> **Given passage**
// Package suggest provides fuzzy matching and "did you mean" suggestions.
package suggest

import (
	"sort"
	"strings"
	"unicode"
)

// Scoring weights for similarity calculation.
// Higher values indicate stronger signal for a match.
const (
	// ScoreExactMatch is awarded when two strings are identical.
	ScoreExactMatch = 1000

	// ScorePrefixWeight is the per-character bonus for matching prefixes.
	// Prefix matches are weighted highly as users often type the start of commands.
	ScorePrefixWeight = 20

	// ScoreContainsFullWeight is awarded per character when the search term
	// is fully contained within the candidate.
	ScoreContainsFullWeight = 15

	// ScoreSuffixWeight is the per-character bonus for matching suffixes.
	ScoreSuffixWeight = 10

	// ScoreContainsPartialWeight is awarded per character when the candidate
	// is contained within the search term.
	ScoreContainsPartialWeight = 10

	// ScoreDistanceWeight is the per-character bonus for close Levenshtein distance.
	// Applied when edit distance is at most half the longer string's length.
	ScoreDistanceWeight = 5

	// ScoreCommonCharsWeight is the per-character bonus for shared characters.
	ScoreCommonCharsWeight = 2

	// LengthDiffThreshold is the length difference above which a penalty applies.
	LengthDiffThreshold = 5

	// LengthDiffPenalty is the per-character penalty for length differences
	// exceeding LengthDiffThreshold.
	LengthDiffPenalty = 2
)

// Match represents a potential match with its score.
type Match struct {
	Value string
	Score int
}

// FindSimilar finds similar strings from candidates that are close to target.
// Returns up to maxResults matches, sorted by similarity (best first).
func FindSimilar(target string, candidates []string, maxResults int) []string {
	if len(candidates) == 0 || maxResults <= 0 {
		return nil
	}

	target = strings.ToLower(target)

> **Data provided**
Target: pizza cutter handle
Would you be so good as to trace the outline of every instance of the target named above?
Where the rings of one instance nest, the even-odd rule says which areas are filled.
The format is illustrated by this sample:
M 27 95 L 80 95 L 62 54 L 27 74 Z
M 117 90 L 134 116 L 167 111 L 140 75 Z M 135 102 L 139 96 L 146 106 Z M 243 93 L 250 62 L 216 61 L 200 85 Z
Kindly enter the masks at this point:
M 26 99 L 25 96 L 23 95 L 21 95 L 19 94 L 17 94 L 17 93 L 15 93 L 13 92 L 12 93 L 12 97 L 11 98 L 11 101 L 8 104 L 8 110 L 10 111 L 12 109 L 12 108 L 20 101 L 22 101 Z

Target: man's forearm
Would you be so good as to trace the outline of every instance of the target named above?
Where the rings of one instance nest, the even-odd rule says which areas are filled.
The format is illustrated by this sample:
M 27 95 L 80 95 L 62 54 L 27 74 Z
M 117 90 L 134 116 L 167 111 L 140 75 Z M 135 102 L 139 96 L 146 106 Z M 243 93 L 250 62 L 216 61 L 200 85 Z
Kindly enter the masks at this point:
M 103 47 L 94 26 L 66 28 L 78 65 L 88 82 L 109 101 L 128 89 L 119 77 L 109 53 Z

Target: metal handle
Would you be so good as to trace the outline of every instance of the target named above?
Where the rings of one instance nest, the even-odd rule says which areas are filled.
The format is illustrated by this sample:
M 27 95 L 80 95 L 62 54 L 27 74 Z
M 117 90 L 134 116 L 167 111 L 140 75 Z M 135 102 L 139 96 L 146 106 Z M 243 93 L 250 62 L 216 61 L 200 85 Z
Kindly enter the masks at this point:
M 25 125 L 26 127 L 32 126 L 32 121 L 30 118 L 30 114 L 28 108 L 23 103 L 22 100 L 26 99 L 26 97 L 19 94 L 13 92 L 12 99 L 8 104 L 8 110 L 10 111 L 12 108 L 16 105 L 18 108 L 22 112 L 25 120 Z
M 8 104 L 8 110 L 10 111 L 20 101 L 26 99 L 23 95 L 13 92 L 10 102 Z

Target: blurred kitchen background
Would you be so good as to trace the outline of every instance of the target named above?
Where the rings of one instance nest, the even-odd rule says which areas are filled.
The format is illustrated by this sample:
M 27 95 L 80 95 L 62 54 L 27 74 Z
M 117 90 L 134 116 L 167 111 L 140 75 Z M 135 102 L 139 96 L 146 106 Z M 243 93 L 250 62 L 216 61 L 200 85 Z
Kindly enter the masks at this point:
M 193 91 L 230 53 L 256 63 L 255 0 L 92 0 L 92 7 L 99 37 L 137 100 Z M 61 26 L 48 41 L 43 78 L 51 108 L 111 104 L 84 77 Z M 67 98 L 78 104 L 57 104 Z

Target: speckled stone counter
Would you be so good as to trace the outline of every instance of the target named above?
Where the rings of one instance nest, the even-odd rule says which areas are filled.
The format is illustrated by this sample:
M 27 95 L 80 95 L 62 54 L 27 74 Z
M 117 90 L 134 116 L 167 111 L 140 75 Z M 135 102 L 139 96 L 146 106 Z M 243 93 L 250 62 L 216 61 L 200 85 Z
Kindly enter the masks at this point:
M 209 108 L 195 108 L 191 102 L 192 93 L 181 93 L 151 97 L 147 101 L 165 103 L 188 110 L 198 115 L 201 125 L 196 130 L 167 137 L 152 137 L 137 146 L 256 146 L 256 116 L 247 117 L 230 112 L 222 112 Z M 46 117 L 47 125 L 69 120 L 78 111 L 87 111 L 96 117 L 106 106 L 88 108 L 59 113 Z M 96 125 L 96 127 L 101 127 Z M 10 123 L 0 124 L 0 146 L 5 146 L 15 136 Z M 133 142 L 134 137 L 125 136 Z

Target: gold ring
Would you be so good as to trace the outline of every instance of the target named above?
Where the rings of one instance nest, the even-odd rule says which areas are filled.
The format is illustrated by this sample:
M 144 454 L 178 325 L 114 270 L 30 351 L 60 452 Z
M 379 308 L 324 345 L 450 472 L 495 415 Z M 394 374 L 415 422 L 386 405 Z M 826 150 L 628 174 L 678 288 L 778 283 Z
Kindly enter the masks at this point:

> **Required actions**
1 > Per the suggest package code, why are prefix matches given a high weight?
2 > Carry on the Go code for the suggest package from its final line.

> **Written responses**
1 > Users often type the start of commands.

2 >
	var matches []Match
	for _, c := range candidates {
		score := similarity(target, strings.ToLower(c))
		if score > 0 {
			matches = append(matches, Match{Value: c, Score: score})
		}
	}

	// Sort by score descending
	sort.Slice(matches, func(i, j int) bool {
		return matches[i].Score > matches[j].Score
	})

	// Take top results
	if len(matches) > maxResults {
		matches = matches[:maxResults]
	}

	result := make([]string, len(matches))
	for i, m := range matches {
		result[i] = m.Value
	}
	return result
}

// similarity calculates a similarity score between two strings.
// Higher is more similar. Uses a combination of techniques:
// - Prefix matching (high weight)
// - Contains matching (medium weight)
// - Levenshtein distance (for close matches)
// - Common substring matching
func similarity(a, b string) int {
	if a == b {
		return ScoreExactMatch
	}

	score := 0

	// Prefix matching - high value
	prefixLen := commonPrefixLength(a, b)
	if prefixLen > 0 {
		score += prefixLen * ScorePrefixWeight
	}

	// Suffix matching
	suffixLen := commonSuffixLength(a, b)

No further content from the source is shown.